*** Opening of Given information ***
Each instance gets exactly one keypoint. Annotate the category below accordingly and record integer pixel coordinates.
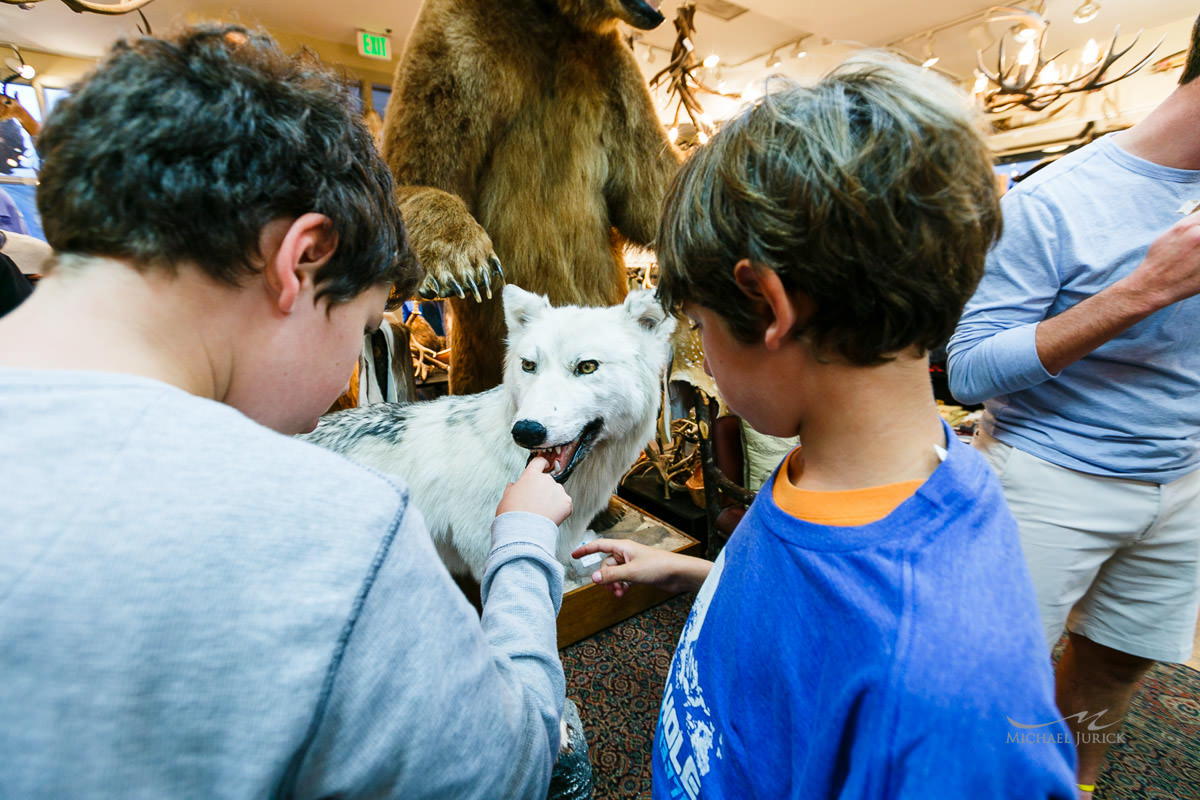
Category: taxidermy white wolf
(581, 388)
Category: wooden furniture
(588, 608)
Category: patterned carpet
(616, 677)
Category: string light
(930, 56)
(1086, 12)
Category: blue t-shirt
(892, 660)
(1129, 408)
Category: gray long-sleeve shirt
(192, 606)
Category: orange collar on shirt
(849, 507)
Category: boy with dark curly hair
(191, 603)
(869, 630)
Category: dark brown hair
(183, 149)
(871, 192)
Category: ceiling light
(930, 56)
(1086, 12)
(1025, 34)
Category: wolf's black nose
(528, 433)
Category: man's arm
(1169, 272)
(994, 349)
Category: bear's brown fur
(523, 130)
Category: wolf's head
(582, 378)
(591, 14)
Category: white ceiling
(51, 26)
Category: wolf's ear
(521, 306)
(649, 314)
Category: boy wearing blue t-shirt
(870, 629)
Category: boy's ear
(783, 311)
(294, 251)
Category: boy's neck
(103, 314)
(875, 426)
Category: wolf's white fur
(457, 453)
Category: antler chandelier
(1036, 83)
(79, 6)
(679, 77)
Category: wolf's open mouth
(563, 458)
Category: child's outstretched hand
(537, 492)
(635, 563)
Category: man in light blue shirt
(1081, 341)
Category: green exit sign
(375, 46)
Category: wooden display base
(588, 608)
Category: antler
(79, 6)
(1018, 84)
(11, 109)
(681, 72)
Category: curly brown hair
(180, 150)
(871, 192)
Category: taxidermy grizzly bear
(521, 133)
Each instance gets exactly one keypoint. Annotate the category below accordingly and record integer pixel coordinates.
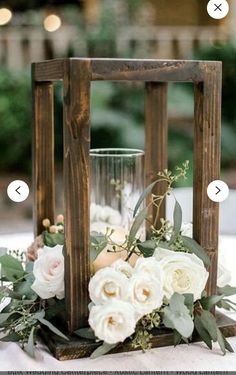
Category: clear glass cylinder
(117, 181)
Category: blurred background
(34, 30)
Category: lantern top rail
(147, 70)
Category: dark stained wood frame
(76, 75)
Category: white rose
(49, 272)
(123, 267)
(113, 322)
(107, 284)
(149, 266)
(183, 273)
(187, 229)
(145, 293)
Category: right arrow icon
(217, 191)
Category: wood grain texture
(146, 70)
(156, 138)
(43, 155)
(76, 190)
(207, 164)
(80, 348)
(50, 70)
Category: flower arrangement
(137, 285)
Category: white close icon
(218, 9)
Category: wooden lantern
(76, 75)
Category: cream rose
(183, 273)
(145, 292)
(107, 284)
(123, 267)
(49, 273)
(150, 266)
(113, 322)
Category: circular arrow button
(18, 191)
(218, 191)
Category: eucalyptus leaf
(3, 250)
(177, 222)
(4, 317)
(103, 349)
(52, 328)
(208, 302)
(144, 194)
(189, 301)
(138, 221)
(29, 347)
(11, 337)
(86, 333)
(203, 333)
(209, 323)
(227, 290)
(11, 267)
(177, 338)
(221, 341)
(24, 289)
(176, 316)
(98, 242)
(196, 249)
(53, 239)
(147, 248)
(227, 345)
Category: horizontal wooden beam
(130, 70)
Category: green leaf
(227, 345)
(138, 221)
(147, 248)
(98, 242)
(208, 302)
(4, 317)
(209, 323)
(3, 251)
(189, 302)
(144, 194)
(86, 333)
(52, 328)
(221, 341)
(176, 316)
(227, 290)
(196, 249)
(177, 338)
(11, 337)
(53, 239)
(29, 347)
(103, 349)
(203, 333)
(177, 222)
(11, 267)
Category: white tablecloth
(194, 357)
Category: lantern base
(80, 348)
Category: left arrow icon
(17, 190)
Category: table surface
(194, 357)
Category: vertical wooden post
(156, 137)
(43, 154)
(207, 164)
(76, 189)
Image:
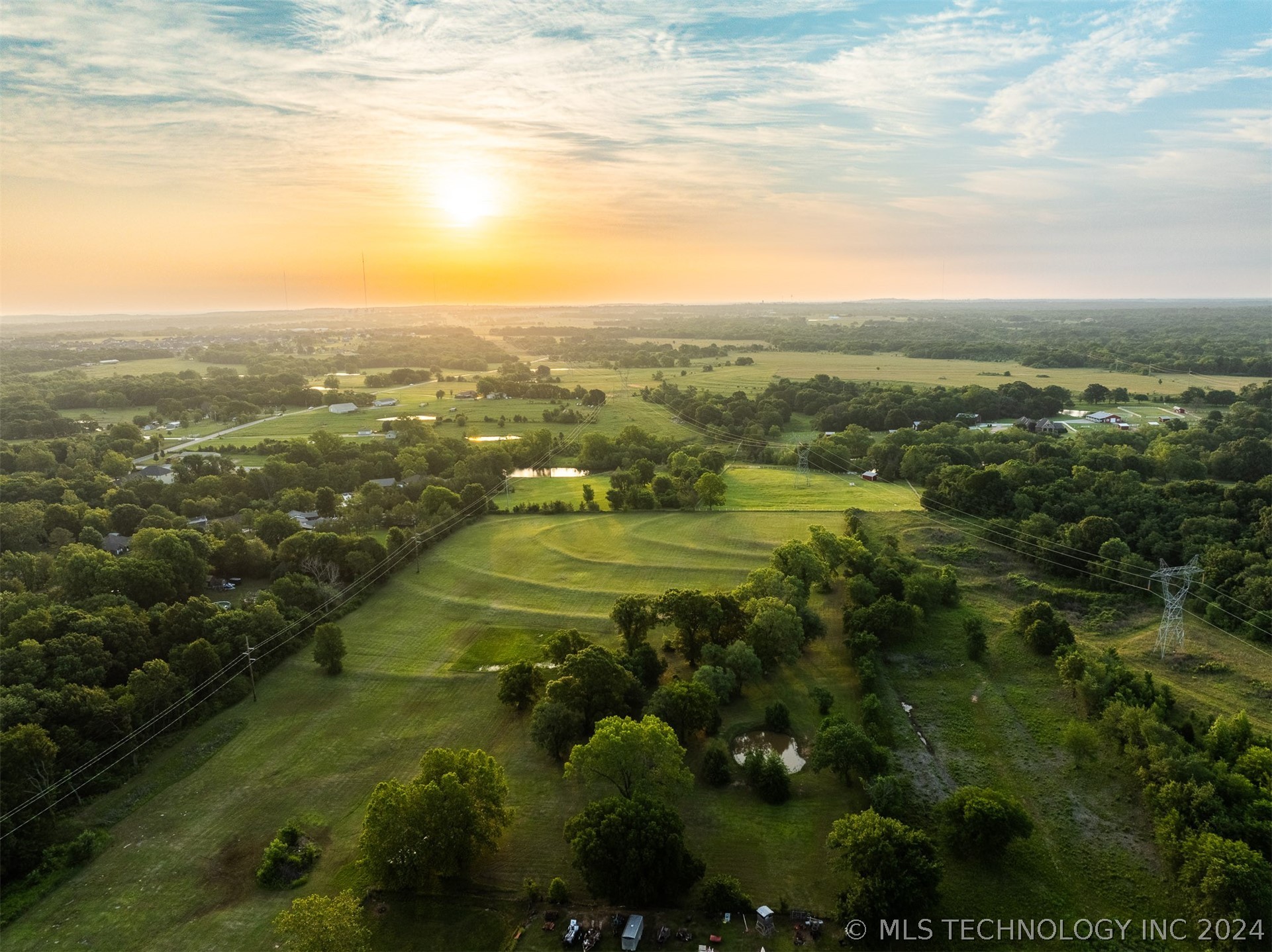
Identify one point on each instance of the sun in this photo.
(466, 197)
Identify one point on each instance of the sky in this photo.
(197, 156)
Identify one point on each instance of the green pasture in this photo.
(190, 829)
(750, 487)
*** Close of Given information ***
- What is needed
An exact copy of the data is required, with the pictures excluded.

- Answer box
Each instance gets exactly one keypoint. Annotate the category below accordingly and record integer pixel coordinates.
Category: taxidermy white wolf
(581, 388)
Category: wooden furniture
(588, 608)
Category: patterned carpet
(616, 677)
Category: string light
(930, 56)
(1086, 12)
Category: blue t-shirt
(892, 660)
(1129, 408)
Category: gray long-sleeve shirt
(192, 606)
Category: orange collar on shirt
(849, 507)
Category: boy with dark curly hair
(191, 603)
(869, 630)
Category: dark brown hair
(183, 149)
(871, 192)
Category: ceiling light
(930, 56)
(1086, 12)
(1025, 34)
Category: wolf's black nose
(528, 433)
Category: man's arm
(1169, 272)
(994, 349)
Category: bear's brown fur
(523, 130)
Category: wolf's head
(582, 378)
(591, 14)
Category: white ceiling
(51, 26)
Category: wolf's ear
(521, 306)
(649, 314)
Category: boy wearing blue t-shirt
(870, 629)
Category: boy's ear
(783, 311)
(294, 251)
Category: boy's neck
(103, 314)
(875, 426)
Category: wolf's white fur
(457, 453)
Category: antler chandelier
(1036, 83)
(79, 6)
(679, 77)
Category: wolf's open mouth
(563, 458)
Category: child's outstretched hand
(537, 492)
(635, 563)
Category: man in light blue shirt
(1081, 341)
Category: green exit sign
(375, 46)
Category: wooden display base
(588, 608)
Category: antler
(79, 6)
(1018, 84)
(11, 109)
(681, 72)
Category: curly brown hair
(180, 150)
(871, 192)
Category: taxidermy grizzly bear
(521, 133)
Each instance gets exactly one keypoint. Annotate the category below accordingly and record integer pixel coordinates.
Category: clear glass cylinder
(117, 181)
Category: blurred background
(34, 30)
Category: lantern top rail
(147, 70)
Category: dark stained wood frame
(76, 75)
Category: white rose
(49, 272)
(123, 267)
(113, 322)
(107, 284)
(149, 266)
(183, 273)
(187, 229)
(145, 293)
Category: right arrow icon
(217, 191)
Category: wood grain texture
(146, 70)
(156, 138)
(43, 155)
(76, 190)
(207, 164)
(80, 348)
(50, 70)
Category: flower arrangement
(137, 285)
Category: white close icon
(218, 9)
Category: wooden lantern
(76, 75)
Category: cream rose
(183, 273)
(145, 292)
(107, 284)
(123, 267)
(49, 273)
(150, 266)
(113, 322)
Category: circular arrow button
(18, 191)
(218, 191)
Category: eucalyptus leaf
(3, 250)
(177, 222)
(4, 317)
(103, 349)
(52, 328)
(208, 302)
(144, 194)
(189, 301)
(138, 221)
(29, 347)
(11, 337)
(86, 333)
(203, 333)
(209, 323)
(227, 290)
(11, 267)
(177, 338)
(221, 341)
(24, 289)
(176, 316)
(98, 242)
(196, 249)
(53, 239)
(147, 248)
(227, 345)
Category: horizontal wooden beam
(130, 70)
Category: green leaf
(227, 345)
(138, 221)
(147, 248)
(98, 242)
(208, 302)
(4, 317)
(209, 323)
(3, 251)
(189, 302)
(144, 194)
(86, 333)
(52, 328)
(221, 341)
(176, 316)
(227, 290)
(196, 249)
(177, 338)
(11, 337)
(53, 239)
(29, 347)
(103, 349)
(203, 333)
(177, 222)
(11, 267)
Category: white tablecloth
(194, 357)
Category: lantern base
(80, 348)
Category: left arrow icon
(17, 190)
Category: table surface
(194, 357)
Category: vertical wooden post
(156, 137)
(43, 154)
(207, 164)
(76, 189)
Image:
Identify one point on each instance of the sun in this photo.
(466, 197)
Identify one point on each instance of the sky in this photo.
(197, 156)
Identify one point on each instance of the green pasture in this photo.
(190, 829)
(750, 487)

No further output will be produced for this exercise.